*Supplied passage*.
One of the top complaints of Guard units is the lack of full-time staff.
‘‘You are asking a Guard group to process the same promotions, order the same amount of ammunition, construct the same amount of training schedules with about 14 people at a group headquarters, as opposed to about 200 here on active duty,’’ Burford said. ‘‘It’s very, very, very difficult for them to get it all done.’’
Training time is also limited.
‘‘They drill two days a month, maybe three in some cases, and attempt to sustain the same training levels and minimums as do the active component, because there is one standard, and they do so,’’ Burford said.
Skeptics wonder if part-timers can meet the rigorous standards, especially for combat-oriented jobs where there are no civilian equivalents.
Burford points to one National Guard company that reported to Fort Bragg.
‘‘On the day they got here, they scored 285 as an average on their P.T. test,’’ Burford said. ‘‘They are not at all, by any stretch of the imagination, second-class citizens.’’
That was out of a maximum of 300 points.
‘‘That’s pretty good for a guy who yesterday was a banker and today is a Special Forces soldier,’’ Burford said.
Burford also likes to tell the story of the Special Forces guardsman who was a constitutional lawyer and sat down with Haitian officials to draft the nation’s new constitution.

*Data block*.

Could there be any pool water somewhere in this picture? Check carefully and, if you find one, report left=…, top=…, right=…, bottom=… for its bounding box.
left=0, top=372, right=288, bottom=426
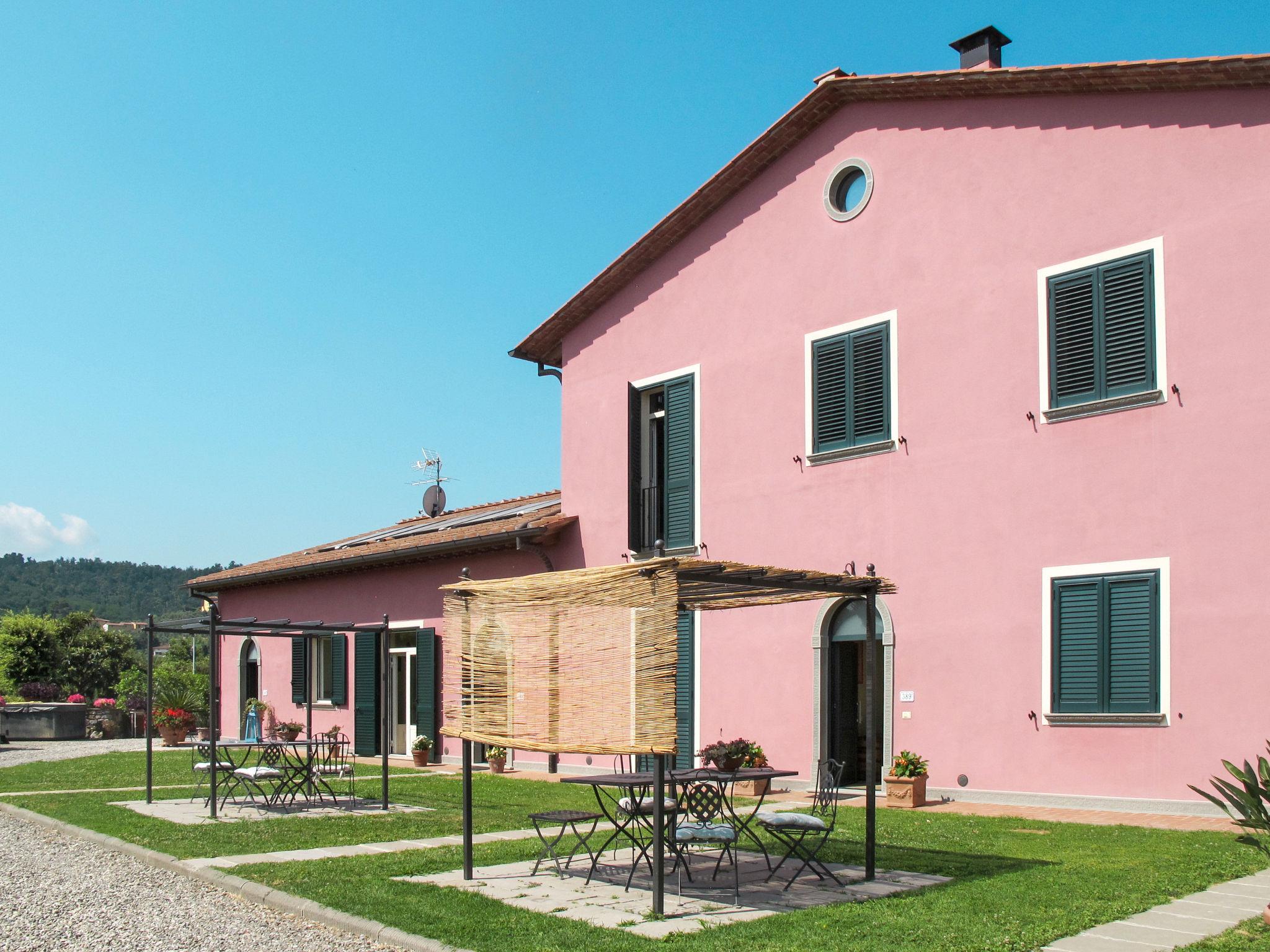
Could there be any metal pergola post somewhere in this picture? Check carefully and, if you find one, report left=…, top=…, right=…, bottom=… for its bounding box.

*Required task 1*.
In the passage about National Guard units, what average score did the Guard company post on its P.T. test on the day it arrived at Fort Bragg?
*Required task 2*.
Write out the National Guard passage between "One of the top" and "so,’’ Burford said.", inclusive, and replace "ammunition" with "equipment" in it.
The material has no connection to the text.

*Task answer 1*.
The company averaged 285 out of a maximum of 300 points.

*Task answer 2*.
One of the top complaints of Guard units is the lack of full-time staff.
‘‘You are asking a Guard group to process the same promotions, order the same amount of equipment, construct the same amount of training schedules with about 14 people at a group headquarters, as opposed to about 200 here on active duty,’’ Burford said. ‘‘It’s very, very, very difficult for them to get it all done.’’
Training time is also limited.
‘‘They drill two days a month, maybe three in some cases, and attempt to sustain the same training levels and minimums as do the active component, because there is one standard, and they do so,’’ Burford said.